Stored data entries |
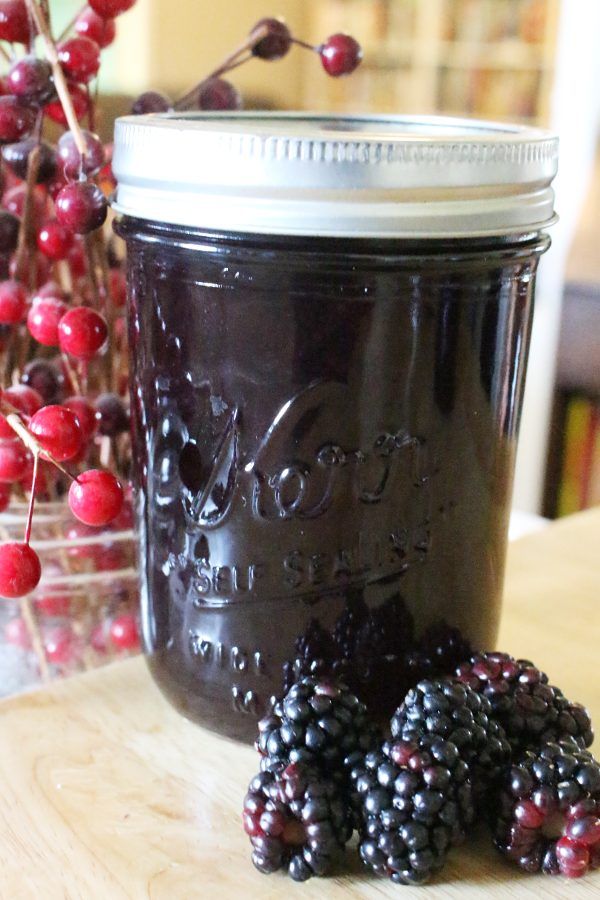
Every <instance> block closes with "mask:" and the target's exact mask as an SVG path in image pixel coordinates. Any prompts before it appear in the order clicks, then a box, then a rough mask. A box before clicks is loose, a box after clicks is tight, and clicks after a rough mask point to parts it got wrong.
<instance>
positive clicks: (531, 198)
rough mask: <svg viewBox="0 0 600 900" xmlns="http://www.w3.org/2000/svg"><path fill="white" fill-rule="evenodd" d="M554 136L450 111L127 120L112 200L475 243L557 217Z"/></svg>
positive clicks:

BRIEF |
Lines from the one with "rough mask: <svg" through the end of the data: set these down exactly, including both ends and nothing more.

TASK SOLUTION |
rough mask: <svg viewBox="0 0 600 900" xmlns="http://www.w3.org/2000/svg"><path fill="white" fill-rule="evenodd" d="M554 136L450 111L127 120L112 200L475 243L557 217Z"/></svg>
positive clicks:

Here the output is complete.